Instruction 1: In the records, rewrite the lines from the line with "Provide the segmentation of every instance of the person's" to the line with "89), (136, 89)]", both included. Keep the requests unchanged, scale every coordinate in the answers by 0.85 and round to whole numbers with halves going up, give only those lines, and leave the picture out.

Quoted passage:
============
The Radiator was a help but for only about 3 weeks. After that, it began to run rough and stall out on me. Sometimes not starting without pumping the gas, even though its fuel injected. Then it started to redline at lower speeds and is now not drivable. Im not sure where to go from here. Does anyone have a suggestion before I have to resort to the dealer?


----------



## octaneman (May 13, 2009)

Hi viijamessiiv


There is a coolant circulation problem even though the water pump and radiator has been replaced. Considering that you have replaced everything, do a complete engine block flush to clear out the crud that maybe blocking the coolant passages from the engine to the heater core. Take temperature readings from the upper and lower radiator hoses including the heater core hoses and feel if there is a substantial difference in temperature between them. If you do feel a difference, then the water jackets are blocked. Have you checked the coolant fan sensor ? Is there a bleeder screw on top of the thermostat housing to bleed the system ? If so did you bleed the system ?


----------



## viijamesiiv (Jun 28, 2009)
============
Given information:
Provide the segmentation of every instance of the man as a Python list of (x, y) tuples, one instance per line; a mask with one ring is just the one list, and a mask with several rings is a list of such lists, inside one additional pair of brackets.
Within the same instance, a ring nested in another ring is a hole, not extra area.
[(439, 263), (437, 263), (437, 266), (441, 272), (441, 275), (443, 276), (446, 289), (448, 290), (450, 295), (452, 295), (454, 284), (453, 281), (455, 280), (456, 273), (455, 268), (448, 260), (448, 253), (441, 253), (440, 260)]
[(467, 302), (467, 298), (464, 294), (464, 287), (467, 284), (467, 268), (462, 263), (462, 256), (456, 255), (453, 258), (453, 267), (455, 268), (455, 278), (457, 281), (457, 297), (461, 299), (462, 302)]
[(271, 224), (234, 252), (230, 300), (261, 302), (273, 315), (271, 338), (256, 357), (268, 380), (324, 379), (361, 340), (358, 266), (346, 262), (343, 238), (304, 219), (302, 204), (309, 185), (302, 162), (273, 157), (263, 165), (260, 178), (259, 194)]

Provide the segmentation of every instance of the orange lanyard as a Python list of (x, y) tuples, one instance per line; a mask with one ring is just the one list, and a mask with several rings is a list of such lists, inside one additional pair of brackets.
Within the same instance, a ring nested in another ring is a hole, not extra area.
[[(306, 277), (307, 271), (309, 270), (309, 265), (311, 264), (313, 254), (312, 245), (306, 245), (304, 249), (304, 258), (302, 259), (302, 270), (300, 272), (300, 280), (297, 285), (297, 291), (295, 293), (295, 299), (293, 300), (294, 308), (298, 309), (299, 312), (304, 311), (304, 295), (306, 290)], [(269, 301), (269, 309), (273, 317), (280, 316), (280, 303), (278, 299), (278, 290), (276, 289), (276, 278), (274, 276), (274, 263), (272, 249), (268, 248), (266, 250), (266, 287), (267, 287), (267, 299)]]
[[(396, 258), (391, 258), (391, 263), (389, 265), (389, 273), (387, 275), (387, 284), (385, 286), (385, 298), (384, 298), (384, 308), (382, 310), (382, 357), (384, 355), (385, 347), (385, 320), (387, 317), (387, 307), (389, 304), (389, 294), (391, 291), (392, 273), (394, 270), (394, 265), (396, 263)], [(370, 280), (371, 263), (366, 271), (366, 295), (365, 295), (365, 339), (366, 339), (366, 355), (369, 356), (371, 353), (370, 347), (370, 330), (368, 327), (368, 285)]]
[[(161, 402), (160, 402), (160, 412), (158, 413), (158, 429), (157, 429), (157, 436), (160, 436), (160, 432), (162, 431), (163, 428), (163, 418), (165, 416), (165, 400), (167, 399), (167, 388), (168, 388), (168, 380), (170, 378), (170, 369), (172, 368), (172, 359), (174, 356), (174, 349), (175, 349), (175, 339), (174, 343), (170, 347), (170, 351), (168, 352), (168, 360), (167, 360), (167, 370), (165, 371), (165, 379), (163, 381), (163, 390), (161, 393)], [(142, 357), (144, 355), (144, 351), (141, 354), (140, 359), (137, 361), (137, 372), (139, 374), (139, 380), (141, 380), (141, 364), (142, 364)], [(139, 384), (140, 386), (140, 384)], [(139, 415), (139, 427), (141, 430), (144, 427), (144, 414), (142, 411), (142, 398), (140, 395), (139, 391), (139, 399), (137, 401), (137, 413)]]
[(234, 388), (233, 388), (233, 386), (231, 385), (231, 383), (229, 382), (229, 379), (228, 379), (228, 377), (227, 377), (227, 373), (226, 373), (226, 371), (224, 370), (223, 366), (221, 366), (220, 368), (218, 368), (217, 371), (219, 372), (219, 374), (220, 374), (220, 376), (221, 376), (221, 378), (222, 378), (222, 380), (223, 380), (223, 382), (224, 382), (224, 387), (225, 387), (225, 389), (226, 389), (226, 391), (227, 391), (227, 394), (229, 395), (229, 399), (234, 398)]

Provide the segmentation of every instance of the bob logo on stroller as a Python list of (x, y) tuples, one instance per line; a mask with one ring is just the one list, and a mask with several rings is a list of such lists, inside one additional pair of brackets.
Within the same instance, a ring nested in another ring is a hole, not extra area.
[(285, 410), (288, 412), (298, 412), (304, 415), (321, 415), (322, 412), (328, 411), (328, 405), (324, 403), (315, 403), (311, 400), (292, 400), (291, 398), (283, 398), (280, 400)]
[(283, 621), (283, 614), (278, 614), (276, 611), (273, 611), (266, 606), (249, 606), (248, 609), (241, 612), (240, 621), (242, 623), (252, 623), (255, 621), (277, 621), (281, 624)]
============
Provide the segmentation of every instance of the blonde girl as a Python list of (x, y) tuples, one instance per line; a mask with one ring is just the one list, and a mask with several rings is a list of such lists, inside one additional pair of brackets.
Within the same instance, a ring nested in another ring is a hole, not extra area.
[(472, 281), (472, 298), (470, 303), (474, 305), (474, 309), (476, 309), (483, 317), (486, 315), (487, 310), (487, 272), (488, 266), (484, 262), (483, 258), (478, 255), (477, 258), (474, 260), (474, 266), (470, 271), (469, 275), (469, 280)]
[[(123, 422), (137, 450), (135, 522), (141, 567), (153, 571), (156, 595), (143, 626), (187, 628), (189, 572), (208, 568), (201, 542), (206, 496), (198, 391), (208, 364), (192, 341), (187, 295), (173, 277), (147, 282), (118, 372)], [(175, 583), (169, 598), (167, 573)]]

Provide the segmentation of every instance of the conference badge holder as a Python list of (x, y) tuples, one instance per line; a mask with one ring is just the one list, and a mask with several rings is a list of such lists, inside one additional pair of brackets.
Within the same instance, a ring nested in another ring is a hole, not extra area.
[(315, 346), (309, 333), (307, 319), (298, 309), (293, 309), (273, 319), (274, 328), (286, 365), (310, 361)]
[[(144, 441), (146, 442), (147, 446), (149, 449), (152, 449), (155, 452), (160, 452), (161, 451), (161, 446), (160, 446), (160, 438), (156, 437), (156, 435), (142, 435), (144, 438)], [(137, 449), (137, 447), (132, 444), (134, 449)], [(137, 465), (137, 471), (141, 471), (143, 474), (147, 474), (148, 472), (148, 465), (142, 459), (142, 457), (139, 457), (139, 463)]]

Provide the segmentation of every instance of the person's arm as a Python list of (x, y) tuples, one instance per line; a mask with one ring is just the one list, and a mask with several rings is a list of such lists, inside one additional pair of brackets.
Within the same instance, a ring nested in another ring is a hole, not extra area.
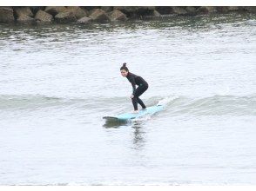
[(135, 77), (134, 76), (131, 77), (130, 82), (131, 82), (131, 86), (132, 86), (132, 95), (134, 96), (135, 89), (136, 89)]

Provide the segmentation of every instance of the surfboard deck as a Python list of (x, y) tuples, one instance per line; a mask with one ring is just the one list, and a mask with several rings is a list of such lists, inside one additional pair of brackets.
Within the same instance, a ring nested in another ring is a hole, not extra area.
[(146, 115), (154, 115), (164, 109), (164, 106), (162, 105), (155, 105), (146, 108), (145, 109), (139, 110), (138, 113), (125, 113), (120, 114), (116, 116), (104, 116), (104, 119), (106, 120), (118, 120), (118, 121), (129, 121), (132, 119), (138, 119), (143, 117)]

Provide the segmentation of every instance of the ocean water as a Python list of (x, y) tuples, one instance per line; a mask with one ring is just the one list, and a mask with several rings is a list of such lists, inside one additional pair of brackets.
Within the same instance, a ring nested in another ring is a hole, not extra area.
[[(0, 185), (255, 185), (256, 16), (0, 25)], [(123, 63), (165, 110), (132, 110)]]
============
Instruction 2: Reproduce the thread about the stalling car from "Hi viijamessiiv" to "you bleed the system ?".

Finished answer 1:
Provide the segmentation of every instance of the person's arm as a Python list of (x, y) tuples, one instance per line; a mask with one ring is just the one list, and a mask with several rings is a list of such lists, inside one additional pair of brackets.
Within the same instance, a ring nested in another ring is a hole, not extra area.
[(115, 65), (114, 65), (111, 65), (111, 70), (111, 70), (111, 73), (112, 73), (112, 81), (114, 82), (115, 76), (116, 76)]

Finished answer 2:
Hi viijamessiiv


There is a coolant circulation problem even though the water pump and radiator has been replaced. Considering that you have replaced everything, do a complete engine block flush to clear out the crud that maybe blocking the coolant passages from the engine to the heater core. Take temperature readings from the upper and lower radiator hoses including the heater core hoses and feel if there is a substantial difference in temperature between them. If you do feel a difference, then the water jackets are blocked. Have you checked the coolant fan sensor ? Is there a bleeder screw on top of the thermostat housing to bleed the system ? If so did you bleed the system ?